> [EXERCISE OBJECTIVE]: Look through the records below for the line with "Target: lake" and the line with "Each instance of the spinner", then return those lines and all lines between, exactly.

(Natural-language object grounding data)

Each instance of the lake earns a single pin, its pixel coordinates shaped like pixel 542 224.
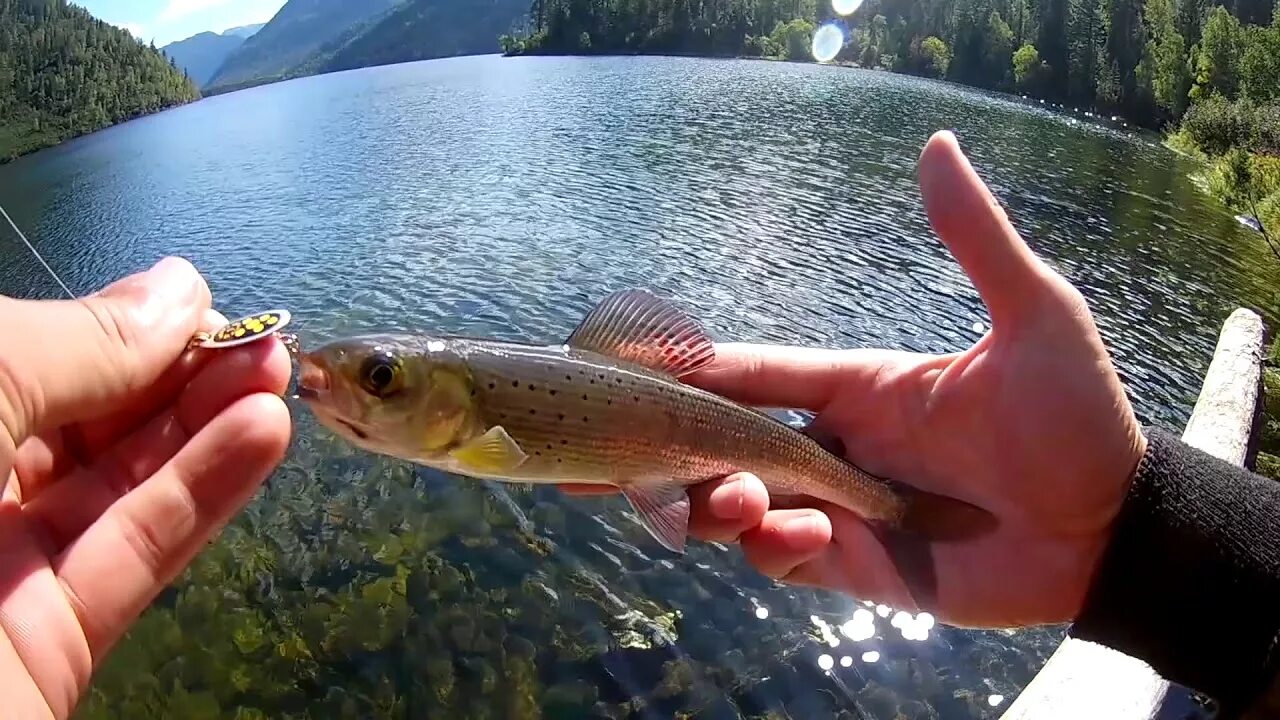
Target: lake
pixel 503 197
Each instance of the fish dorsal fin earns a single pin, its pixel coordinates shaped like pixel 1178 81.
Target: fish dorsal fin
pixel 639 327
pixel 663 507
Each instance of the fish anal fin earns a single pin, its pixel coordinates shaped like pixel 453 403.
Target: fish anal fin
pixel 640 327
pixel 941 518
pixel 663 509
pixel 494 451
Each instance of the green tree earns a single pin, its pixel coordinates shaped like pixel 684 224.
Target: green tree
pixel 1260 62
pixel 65 73
pixel 1028 68
pixel 1164 58
pixel 936 55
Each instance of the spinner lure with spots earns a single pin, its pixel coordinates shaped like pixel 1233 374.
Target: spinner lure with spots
pixel 246 329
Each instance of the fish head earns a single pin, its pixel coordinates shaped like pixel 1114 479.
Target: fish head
pixel 407 396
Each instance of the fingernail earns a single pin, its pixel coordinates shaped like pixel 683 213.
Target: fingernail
pixel 799 525
pixel 800 532
pixel 727 500
pixel 169 285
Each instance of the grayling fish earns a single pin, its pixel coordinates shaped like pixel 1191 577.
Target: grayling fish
pixel 606 408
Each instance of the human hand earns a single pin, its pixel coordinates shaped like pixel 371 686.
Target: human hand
pixel 123 454
pixel 1029 423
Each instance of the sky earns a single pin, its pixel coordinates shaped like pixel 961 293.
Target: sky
pixel 167 21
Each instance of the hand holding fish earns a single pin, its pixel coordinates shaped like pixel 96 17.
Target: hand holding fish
pixel 1029 423
pixel 123 452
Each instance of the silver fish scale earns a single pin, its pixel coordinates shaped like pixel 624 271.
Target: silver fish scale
pixel 586 418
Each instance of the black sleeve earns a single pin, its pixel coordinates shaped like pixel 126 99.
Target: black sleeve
pixel 1191 580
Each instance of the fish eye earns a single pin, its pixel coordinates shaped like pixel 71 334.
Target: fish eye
pixel 382 374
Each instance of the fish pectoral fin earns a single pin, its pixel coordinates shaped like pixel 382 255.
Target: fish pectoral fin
pixel 492 452
pixel 643 328
pixel 663 507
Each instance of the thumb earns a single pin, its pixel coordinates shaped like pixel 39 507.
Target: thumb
pixel 71 360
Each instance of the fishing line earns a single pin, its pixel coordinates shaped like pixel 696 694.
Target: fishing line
pixel 33 251
pixel 248 328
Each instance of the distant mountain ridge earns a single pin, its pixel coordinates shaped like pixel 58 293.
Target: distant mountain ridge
pixel 245 31
pixel 419 30
pixel 289 42
pixel 200 55
pixel 64 73
pixel 319 36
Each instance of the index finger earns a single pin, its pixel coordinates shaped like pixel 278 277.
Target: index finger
pixel 776 376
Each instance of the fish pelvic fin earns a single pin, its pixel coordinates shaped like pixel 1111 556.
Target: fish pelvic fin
pixel 640 327
pixel 494 451
pixel 663 509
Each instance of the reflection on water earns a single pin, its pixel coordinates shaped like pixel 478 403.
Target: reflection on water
pixel 503 197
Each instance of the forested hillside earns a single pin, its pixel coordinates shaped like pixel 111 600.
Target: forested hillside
pixel 65 73
pixel 432 28
pixel 1207 67
pixel 296 41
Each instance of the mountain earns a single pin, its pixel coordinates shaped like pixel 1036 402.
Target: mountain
pixel 202 54
pixel 417 30
pixel 301 31
pixel 243 32
pixel 64 73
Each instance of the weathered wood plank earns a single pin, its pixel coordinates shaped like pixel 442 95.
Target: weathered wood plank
pixel 1084 679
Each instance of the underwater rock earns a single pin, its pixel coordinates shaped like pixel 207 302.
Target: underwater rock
pixel 516 646
pixel 878 700
pixel 568 700
pixel 548 516
pixel 677 678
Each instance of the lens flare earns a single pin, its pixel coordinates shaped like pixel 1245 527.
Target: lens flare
pixel 827 42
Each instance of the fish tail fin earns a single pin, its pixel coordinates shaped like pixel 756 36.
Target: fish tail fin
pixel 940 518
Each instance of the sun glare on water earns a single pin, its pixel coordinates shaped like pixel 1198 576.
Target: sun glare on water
pixel 827 42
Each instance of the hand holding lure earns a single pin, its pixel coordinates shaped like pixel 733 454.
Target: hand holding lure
pixel 242 331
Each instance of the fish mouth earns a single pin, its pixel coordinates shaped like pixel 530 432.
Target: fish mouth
pixel 353 429
pixel 312 378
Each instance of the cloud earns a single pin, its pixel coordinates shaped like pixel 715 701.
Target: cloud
pixel 178 9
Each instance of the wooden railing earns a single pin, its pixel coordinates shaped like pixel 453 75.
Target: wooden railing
pixel 1084 679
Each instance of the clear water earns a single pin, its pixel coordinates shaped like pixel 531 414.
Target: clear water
pixel 502 197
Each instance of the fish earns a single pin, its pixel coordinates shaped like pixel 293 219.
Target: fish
pixel 607 406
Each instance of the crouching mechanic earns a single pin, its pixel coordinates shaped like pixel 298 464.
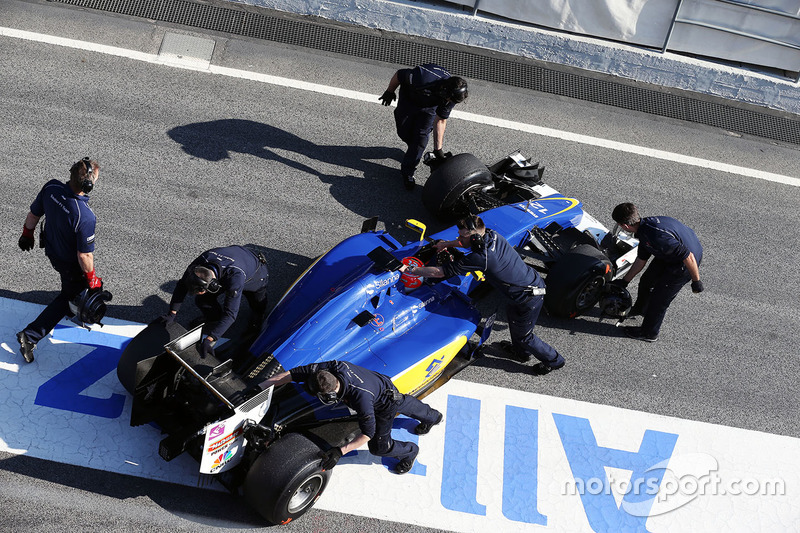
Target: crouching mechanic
pixel 508 273
pixel 376 401
pixel 428 94
pixel 68 243
pixel 232 271
pixel 676 253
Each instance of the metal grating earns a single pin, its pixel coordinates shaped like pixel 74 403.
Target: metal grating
pixel 510 71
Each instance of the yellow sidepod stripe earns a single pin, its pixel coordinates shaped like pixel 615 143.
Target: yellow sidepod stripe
pixel 427 370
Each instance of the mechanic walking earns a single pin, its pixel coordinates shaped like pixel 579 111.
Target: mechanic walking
pixel 508 273
pixel 676 254
pixel 428 94
pixel 233 271
pixel 376 401
pixel 68 243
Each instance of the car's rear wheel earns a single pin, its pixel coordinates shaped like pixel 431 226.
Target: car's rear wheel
pixel 286 479
pixel 148 343
pixel 575 282
pixel 449 183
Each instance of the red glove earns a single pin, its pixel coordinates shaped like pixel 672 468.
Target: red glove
pixel 26 241
pixel 95 282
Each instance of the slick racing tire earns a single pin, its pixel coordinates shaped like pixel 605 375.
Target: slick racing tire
pixel 147 344
pixel 448 184
pixel 575 282
pixel 286 479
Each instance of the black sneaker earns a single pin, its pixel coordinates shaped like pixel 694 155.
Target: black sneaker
pixel 26 347
pixel 404 466
pixel 542 369
pixel 635 332
pixel 513 353
pixel 424 427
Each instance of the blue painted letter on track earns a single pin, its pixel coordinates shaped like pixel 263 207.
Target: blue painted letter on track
pixel 587 461
pixel 521 466
pixel 460 466
pixel 63 391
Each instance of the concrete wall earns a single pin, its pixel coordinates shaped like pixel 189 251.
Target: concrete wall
pixel 444 23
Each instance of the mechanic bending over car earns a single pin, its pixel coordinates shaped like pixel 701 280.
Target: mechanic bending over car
pixel 428 94
pixel 508 273
pixel 232 271
pixel 68 243
pixel 676 254
pixel 376 401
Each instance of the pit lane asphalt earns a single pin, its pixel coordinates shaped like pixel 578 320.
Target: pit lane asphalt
pixel 191 161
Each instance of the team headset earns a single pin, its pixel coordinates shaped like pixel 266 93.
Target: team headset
pixel 86 184
pixel 213 285
pixel 476 242
pixel 327 398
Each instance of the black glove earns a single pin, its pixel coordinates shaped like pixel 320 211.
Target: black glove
pixel 26 241
pixel 387 97
pixel 205 347
pixel 167 319
pixel 331 457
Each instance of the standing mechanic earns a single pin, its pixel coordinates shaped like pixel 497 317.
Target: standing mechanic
pixel 233 270
pixel 68 243
pixel 376 401
pixel 676 253
pixel 507 272
pixel 428 94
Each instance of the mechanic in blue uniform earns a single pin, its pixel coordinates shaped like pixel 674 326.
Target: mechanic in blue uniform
pixel 428 94
pixel 376 401
pixel 676 254
pixel 232 271
pixel 508 273
pixel 68 243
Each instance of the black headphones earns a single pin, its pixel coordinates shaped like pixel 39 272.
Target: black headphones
pixel 327 398
pixel 476 242
pixel 87 184
pixel 213 285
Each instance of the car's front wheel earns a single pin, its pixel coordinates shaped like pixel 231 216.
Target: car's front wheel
pixel 286 479
pixel 448 184
pixel 575 282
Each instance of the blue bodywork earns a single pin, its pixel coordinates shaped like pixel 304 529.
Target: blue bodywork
pixel 317 318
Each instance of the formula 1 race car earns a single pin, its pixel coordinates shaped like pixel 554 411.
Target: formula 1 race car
pixel 354 304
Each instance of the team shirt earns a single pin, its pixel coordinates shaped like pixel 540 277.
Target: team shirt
pixel 70 223
pixel 364 391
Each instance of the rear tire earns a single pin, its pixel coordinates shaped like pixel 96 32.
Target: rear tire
pixel 575 282
pixel 448 183
pixel 286 479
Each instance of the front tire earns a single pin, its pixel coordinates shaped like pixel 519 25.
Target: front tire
pixel 286 479
pixel 447 184
pixel 575 282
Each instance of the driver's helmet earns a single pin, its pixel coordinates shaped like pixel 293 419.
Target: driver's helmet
pixel 89 306
pixel 409 281
pixel 615 302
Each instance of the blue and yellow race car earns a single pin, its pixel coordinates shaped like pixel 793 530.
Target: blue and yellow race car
pixel 354 304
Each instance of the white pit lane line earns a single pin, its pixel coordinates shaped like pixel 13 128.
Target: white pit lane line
pixel 502 460
pixel 371 98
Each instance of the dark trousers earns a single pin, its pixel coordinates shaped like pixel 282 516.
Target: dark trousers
pixel 414 129
pixel 522 317
pixel 72 283
pixel 659 285
pixel 382 444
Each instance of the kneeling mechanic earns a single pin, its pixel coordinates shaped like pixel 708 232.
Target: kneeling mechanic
pixel 376 401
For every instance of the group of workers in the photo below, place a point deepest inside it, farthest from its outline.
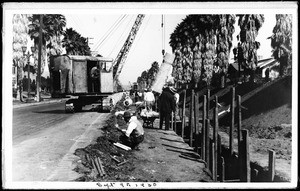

> [OUTPUT FOR THIS EXERCISE]:
Target: lake
pixel 503 197
Each instance of the fish dorsal fin earns a single pin, its pixel coordinates shaped like pixel 1178 81.
Target: fish dorsal fin
pixel 639 327
pixel 663 507
Each instance of the fish anal fin earns a single pin, its pixel coordinates shaped like pixel 453 403.
Target: fish anal fin
pixel 640 327
pixel 941 518
pixel 663 509
pixel 494 451
Each instance of the green tree earns a single pin, its pixel coordinates shaped like pixel 684 224.
Target: green tree
pixel 1260 62
pixel 65 73
pixel 1028 68
pixel 1164 58
pixel 936 55
Each instance of the spinner lure with spots earns a single pin, its pixel coordinates shaped like pixel 1233 374.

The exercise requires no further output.